Assigned task:
Would you repeat every line below exactly, please?
● ● ● ●
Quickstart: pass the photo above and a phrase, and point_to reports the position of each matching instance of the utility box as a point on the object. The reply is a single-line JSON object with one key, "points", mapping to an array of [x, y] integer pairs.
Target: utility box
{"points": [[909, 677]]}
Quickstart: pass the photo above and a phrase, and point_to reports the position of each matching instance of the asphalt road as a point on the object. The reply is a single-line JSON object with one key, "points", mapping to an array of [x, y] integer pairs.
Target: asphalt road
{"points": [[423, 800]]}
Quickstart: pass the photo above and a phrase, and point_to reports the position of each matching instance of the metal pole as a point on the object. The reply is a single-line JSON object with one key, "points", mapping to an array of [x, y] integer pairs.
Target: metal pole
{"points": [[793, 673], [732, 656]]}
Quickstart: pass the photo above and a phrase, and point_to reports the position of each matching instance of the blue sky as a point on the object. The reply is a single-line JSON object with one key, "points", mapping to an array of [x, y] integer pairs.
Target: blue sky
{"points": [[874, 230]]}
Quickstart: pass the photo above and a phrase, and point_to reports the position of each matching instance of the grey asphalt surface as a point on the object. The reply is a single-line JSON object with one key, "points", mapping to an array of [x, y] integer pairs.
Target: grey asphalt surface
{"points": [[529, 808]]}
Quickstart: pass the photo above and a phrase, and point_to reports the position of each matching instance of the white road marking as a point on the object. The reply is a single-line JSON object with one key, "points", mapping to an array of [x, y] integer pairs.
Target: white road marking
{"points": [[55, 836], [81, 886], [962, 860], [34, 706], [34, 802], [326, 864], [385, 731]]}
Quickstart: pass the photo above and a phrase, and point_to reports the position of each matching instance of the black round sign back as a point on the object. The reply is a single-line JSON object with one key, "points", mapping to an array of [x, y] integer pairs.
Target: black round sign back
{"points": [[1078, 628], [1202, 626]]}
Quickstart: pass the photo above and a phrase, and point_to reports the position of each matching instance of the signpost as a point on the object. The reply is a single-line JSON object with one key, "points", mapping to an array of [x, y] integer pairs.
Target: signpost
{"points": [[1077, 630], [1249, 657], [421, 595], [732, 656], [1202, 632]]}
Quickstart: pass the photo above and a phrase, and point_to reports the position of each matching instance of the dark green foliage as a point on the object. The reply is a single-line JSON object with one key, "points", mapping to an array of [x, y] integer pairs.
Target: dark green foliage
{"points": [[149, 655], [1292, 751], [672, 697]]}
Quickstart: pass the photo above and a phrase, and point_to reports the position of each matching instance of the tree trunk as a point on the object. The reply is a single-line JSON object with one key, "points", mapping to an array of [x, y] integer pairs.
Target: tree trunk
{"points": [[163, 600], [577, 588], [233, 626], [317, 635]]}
● ● ● ●
Your solution:
Quickstart: pass the photo above and a phrase, and point_to reports the position of each matching instance of the utility box as a point on the object. The reply is a single-line JSON object with one key, "points", mapping to an array of [x, y] integer pairs.
Target: utility box
{"points": [[909, 677]]}
Quickstart: pass the photo above and a phrase, and point_to reports the position of each matching instance of the asphalt road as a point on the object. The reply is a single-line JSON object with one key, "points", mapping to an array of [x, y] integer pairs.
Target: asphalt road
{"points": [[423, 800]]}
Quickstart: pass the photo above and a phrase, and point_to reports the position of each matching instance of the metal pole as a point on the object. The reply is a single-line JSON object with one key, "points", mapping to an array of [x, y] integer pairs.
Target: metal pole
{"points": [[793, 673], [732, 656]]}
Quickstart: pass the photo above and a phrase, and point_to reports the position of each matching instance of the blue sky as a point on the object. The reply is a single-line JSON object with one key, "points", mapping to an array of [x, y] integer pairs.
Target: blue sky
{"points": [[874, 230]]}
Quickstart: pass the photo above and a phrase, and point_to reports the position of each matching instance of the grey asphalt surface as a point on the object. The reply is a single-line JSON object with one key, "points", mapping to an array of [x, y] integer pairs.
Target: grey asphalt surface
{"points": [[529, 808]]}
Quickstart: pass the photo above and a phrase, and point_to reports the position of each matching instance of the white road marking as a point on the object. The reply is a single-line JSON object with one key, "points", mapping to an array of [x, y] integer pairs.
Target: white road marking
{"points": [[55, 836], [81, 886], [962, 860], [34, 706], [34, 802], [326, 864], [385, 731]]}
Quickstart: pass the photo above and a phrase, and point_to reports the position of each matching instance of the black round sign back as a point on the object. The reply is a single-line JSON object with one key, "points", mapping to an array of [x, y] integer pairs.
Target: black round sign back
{"points": [[1078, 628], [1202, 626]]}
Quickstart: pass the photo above and a phrase, and point_to reports the position of each matching instance of the signpost as a point on the object. The reply is a single-line JSON object with one key, "points", mapping to an array of [x, y] integer pairs.
Target: signpost
{"points": [[1077, 630], [1249, 657], [421, 595], [732, 656], [1202, 632]]}
Quickstart: pass the photo above and a phrase, and point_to reports the position of each matching instance of the dark green foliage as a point on the object. The reply is a single-line JSON object with one key, "points", mapping to an array of [x, y] integer pairs.
Target: dark green foliage
{"points": [[149, 655], [1292, 751], [672, 697]]}
Quickstart: pass the photo above and a phrase, and point_to reports the position of each matching instance of the tree trunk as a point on the object. The reply is a single-line JSON object with one key, "points", mapping to an array of [x, y] integer pairs.
Target: tree trunk
{"points": [[163, 600], [577, 588], [233, 626], [317, 635]]}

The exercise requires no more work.